Task goal: The output should be every line below that includes the word "shoulder".

Material provided:
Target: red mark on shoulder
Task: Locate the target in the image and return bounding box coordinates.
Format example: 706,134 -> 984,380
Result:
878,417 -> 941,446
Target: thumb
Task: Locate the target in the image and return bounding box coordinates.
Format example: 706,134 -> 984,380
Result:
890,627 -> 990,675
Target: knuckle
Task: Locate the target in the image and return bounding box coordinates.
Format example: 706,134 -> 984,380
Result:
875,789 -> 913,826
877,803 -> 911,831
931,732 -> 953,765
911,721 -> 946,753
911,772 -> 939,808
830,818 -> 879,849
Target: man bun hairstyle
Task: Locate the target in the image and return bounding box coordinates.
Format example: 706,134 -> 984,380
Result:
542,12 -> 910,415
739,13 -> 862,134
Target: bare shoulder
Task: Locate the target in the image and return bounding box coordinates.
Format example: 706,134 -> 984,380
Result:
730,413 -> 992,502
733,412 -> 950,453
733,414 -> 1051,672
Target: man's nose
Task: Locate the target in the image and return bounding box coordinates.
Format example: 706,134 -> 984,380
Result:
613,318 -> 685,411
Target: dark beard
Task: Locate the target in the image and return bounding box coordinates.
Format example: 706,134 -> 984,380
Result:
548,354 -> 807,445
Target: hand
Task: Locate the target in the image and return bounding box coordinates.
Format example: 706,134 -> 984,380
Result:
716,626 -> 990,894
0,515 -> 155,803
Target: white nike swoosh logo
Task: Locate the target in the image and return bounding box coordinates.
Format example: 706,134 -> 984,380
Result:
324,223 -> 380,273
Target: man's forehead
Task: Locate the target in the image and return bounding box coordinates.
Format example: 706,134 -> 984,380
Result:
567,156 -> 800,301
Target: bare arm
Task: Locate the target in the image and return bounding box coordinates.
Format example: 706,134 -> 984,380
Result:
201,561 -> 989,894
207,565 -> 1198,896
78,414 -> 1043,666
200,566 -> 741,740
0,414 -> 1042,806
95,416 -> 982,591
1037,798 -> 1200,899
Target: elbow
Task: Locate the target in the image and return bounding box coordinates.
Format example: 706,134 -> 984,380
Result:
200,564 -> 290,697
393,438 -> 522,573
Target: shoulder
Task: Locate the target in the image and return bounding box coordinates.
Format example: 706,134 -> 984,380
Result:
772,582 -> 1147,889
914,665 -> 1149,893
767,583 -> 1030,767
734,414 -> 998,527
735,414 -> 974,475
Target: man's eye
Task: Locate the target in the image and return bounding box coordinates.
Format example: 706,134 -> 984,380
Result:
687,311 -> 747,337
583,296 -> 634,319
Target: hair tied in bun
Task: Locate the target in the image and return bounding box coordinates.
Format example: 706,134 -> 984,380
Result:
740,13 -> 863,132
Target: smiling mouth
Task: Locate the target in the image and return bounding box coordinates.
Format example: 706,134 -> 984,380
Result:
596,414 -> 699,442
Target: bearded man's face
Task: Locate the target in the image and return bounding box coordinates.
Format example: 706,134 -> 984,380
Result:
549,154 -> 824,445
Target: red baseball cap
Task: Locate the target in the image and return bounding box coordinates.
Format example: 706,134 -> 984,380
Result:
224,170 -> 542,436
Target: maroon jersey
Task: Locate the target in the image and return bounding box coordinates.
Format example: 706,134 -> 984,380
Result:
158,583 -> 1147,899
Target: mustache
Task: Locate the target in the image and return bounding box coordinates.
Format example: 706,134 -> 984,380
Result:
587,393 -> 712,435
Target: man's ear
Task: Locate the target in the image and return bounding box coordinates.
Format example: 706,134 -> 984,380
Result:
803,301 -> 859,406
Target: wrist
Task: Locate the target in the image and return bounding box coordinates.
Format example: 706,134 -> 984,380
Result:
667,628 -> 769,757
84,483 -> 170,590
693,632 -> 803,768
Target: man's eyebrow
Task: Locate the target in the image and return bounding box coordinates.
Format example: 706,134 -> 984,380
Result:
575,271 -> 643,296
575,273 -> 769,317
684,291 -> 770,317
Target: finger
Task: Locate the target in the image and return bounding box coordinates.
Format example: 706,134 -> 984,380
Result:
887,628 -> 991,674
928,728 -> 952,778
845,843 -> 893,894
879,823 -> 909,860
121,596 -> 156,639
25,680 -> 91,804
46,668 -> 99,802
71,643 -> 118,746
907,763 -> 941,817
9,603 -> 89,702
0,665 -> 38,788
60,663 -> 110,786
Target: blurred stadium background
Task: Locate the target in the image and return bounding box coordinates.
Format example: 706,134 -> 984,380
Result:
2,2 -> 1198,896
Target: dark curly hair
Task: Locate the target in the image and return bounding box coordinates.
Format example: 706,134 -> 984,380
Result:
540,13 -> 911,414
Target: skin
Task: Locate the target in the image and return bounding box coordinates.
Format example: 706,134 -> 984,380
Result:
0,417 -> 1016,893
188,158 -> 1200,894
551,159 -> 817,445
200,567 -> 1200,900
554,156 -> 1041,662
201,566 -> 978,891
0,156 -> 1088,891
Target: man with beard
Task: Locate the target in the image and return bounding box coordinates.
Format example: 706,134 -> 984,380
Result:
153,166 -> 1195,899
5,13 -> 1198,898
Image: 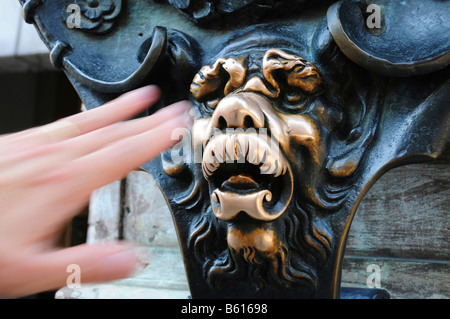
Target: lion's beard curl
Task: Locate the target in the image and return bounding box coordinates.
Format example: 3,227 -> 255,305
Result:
188,197 -> 333,294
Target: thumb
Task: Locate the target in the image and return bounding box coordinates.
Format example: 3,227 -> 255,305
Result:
0,243 -> 139,298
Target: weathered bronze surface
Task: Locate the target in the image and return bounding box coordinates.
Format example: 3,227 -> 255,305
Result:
19,0 -> 449,298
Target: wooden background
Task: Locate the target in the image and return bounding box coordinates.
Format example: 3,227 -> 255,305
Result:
341,148 -> 449,299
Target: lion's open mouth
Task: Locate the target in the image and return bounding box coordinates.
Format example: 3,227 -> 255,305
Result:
202,133 -> 293,221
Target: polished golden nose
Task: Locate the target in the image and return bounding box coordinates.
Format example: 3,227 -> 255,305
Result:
210,93 -> 266,130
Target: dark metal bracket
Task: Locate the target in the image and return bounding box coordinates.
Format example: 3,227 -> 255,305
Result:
19,0 -> 449,299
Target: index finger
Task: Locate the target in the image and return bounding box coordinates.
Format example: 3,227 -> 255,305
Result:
52,85 -> 162,137
3,85 -> 162,146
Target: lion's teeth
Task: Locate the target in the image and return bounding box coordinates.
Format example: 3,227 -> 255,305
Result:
202,134 -> 287,181
274,161 -> 282,178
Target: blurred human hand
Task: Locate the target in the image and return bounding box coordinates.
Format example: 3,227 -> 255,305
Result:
0,85 -> 191,298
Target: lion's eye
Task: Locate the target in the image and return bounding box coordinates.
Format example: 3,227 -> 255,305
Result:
205,99 -> 220,110
279,92 -> 308,113
198,100 -> 217,117
293,64 -> 305,73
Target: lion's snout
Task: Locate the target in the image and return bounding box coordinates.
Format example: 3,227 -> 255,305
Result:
210,92 -> 266,130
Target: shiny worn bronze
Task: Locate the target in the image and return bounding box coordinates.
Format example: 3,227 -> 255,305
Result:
19,0 -> 450,299
165,47 -> 344,297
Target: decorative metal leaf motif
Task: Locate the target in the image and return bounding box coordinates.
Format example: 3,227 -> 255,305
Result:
63,0 -> 122,34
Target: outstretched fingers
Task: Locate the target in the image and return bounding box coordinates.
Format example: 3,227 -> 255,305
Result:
33,109 -> 191,223
59,100 -> 191,160
65,113 -> 190,194
0,101 -> 190,188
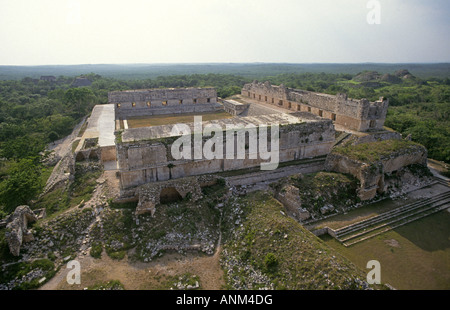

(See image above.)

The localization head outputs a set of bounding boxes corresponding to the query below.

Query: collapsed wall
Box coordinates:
[109,87,221,118]
[242,81,389,132]
[324,140,428,200]
[116,112,335,189]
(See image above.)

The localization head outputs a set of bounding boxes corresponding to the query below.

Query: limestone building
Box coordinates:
[109,87,221,118]
[76,84,404,201]
[116,112,335,189]
[241,81,389,132]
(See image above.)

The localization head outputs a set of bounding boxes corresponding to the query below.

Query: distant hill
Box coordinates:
[0,63,449,80]
[353,69,416,84]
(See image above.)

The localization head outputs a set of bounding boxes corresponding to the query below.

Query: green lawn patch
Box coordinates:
[321,210,450,289]
[333,139,423,163]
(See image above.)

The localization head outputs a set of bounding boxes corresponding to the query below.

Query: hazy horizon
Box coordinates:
[1,0,449,66]
[2,61,450,67]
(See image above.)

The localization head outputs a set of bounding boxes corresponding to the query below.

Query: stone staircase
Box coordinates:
[333,132,352,147]
[331,182,450,246]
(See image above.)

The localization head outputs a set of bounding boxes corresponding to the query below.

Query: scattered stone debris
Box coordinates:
[170,274,201,290]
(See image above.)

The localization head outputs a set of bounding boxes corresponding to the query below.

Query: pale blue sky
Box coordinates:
[0,0,449,65]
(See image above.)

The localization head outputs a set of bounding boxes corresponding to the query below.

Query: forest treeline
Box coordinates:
[0,71,448,215]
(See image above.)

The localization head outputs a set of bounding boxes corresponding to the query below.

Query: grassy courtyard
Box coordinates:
[321,210,450,290]
[124,111,233,128]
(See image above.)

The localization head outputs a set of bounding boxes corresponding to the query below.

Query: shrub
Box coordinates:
[90,242,103,259]
[264,253,279,271]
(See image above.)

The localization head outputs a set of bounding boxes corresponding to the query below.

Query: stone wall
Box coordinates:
[221,99,249,116]
[130,175,220,216]
[109,88,221,118]
[324,143,428,200]
[242,81,389,132]
[117,115,335,189]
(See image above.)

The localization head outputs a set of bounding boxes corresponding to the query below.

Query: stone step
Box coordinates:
[339,196,450,243]
[335,190,450,237]
[343,203,450,247]
[336,193,450,240]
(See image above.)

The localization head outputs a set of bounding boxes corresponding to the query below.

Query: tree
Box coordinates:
[63,87,96,117]
[0,158,42,212]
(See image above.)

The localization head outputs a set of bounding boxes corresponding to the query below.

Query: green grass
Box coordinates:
[69,164,102,207]
[279,171,360,214]
[108,200,138,210]
[39,165,54,188]
[32,187,71,216]
[77,121,88,137]
[71,140,80,153]
[0,258,56,290]
[333,139,424,163]
[102,209,134,260]
[32,163,102,217]
[221,191,373,290]
[321,210,450,289]
[90,241,103,259]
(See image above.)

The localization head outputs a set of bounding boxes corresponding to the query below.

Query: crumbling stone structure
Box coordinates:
[133,175,220,216]
[221,98,249,116]
[5,206,38,256]
[242,81,389,132]
[109,87,221,118]
[324,142,428,200]
[116,112,335,189]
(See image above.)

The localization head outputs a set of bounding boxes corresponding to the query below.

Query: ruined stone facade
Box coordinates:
[242,81,389,132]
[109,87,221,118]
[116,112,335,189]
[132,175,220,216]
[324,142,428,200]
[220,98,249,116]
[5,206,38,256]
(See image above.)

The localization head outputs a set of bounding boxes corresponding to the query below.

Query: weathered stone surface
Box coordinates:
[276,183,311,221]
[242,81,389,132]
[5,205,38,256]
[325,142,429,200]
[117,113,335,189]
[136,200,156,217]
[110,87,220,118]
[133,174,220,217]
[320,204,335,215]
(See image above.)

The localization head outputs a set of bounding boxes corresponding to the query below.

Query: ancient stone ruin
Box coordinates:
[110,87,221,118]
[242,81,389,132]
[69,82,433,217]
[325,142,429,200]
[5,206,38,256]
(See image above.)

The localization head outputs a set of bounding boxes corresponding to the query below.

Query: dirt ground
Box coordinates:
[40,245,225,290]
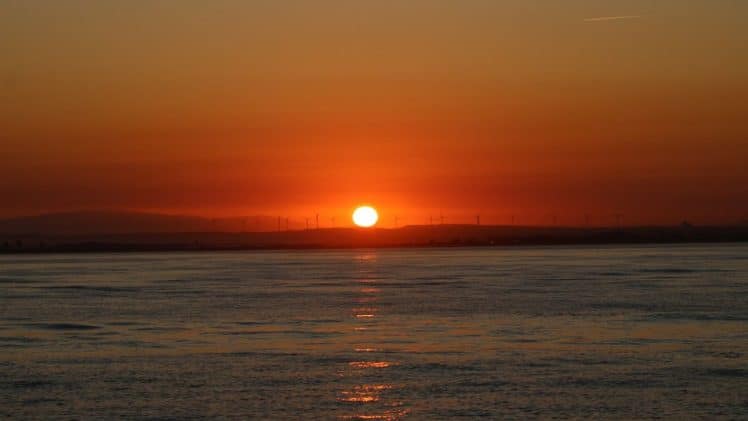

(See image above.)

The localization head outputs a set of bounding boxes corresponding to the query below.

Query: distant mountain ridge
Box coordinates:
[0,211,287,235]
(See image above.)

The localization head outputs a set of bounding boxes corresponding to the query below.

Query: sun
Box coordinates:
[352,206,379,228]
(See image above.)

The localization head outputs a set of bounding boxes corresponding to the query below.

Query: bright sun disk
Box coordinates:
[352,206,379,228]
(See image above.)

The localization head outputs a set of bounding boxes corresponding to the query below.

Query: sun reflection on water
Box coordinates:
[337,251,409,420]
[338,384,392,403]
[348,361,394,369]
[339,409,410,421]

Solution to this problem:
Target: red mark on shoulder
Target: bare shoulder
Target: shoulder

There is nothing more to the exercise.